PAGE EXCERPT:
The brute-force fix — loop over the range every time — costs O(n) per query. A prefix-sum array costs O(1) per query but O(n) per update because you have to recompute everything downstream. Neither is acceptable when you're handling millions of operations on an array of 100,000 elements. You need a data structure that keeps both query time and update time logarithmic, simultaneously. That's the exact gap Segment Trees were designed to close.

By the end of this article you'll be able to build a Segment Tree from scratch, handle point updates, execute range queries, and — the part that trips up most developers — implement lazy propagation for range updates. You'll also understand the memory layout internals, know exactly when a Segment Tree is and isn't the right tool, and walk into any interview prepared to discuss the tradeoffs confidently.

EXTRACTED DATA:
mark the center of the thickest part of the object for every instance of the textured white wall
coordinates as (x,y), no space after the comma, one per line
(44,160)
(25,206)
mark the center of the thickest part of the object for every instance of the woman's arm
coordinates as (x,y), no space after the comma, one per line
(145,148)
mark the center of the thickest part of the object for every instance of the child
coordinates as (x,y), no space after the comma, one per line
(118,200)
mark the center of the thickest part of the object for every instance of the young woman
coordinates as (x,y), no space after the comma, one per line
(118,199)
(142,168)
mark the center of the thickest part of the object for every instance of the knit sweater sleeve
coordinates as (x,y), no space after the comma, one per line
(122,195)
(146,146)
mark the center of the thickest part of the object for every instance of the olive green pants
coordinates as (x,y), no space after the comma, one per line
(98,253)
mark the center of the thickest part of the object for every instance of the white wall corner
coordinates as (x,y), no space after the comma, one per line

TASK INSTRUCTIONS:
**a)** List the skills that the segment tree excerpt's sentence beginning "By the end of this article" says readers will be able to carry out.
**b)** Extend the segment tree excerpt past its final sentence.
The data shown above has no role in this exercise.

ANSWER LIST:
**a)**
- Build a Segment Tree from scratch
- Handle point updates
- Execute range queries
- Implement lazy propagation for range updates

**b)**
What is Segment Tree? — Plain English

A Segment Tree is a data structure built on an array that allows two operations efficiently: range queries (e.g., sum, minimum, or maximum over any subarray) and point updates (change one element). A naive approach takes O(n) per range query and O(1) per update. A prefix sum array takes O(1) per query but O(n) per update. A Segment Tree achieves O(log n) for both.

Think of it as a binary tree where each leaf stores one array element, and each internal node stores the combined result (sum, min, max) of its children's ranges. The root covers the entire array. Querying a range means combining at most O(log n) nodes. Updating one element means propagating the change up O(log n) ancestors.

How Segment Tree Works — Step by Step

Build (O(n)): 1. Allocate a tree array of size 4n (safe upper bound for a 1-indexed tree). 2. Build recursively: tree[node] = combine(tree[2node], tree[2*node+1]). 3. Leaves (when left==right) store the original array values.

Point Update (O(log n)): 1. Start at the leaf for the updated index. Update the leaf value. 2. Walk back to the root, recomputing each ancestor as combine(left child, right child).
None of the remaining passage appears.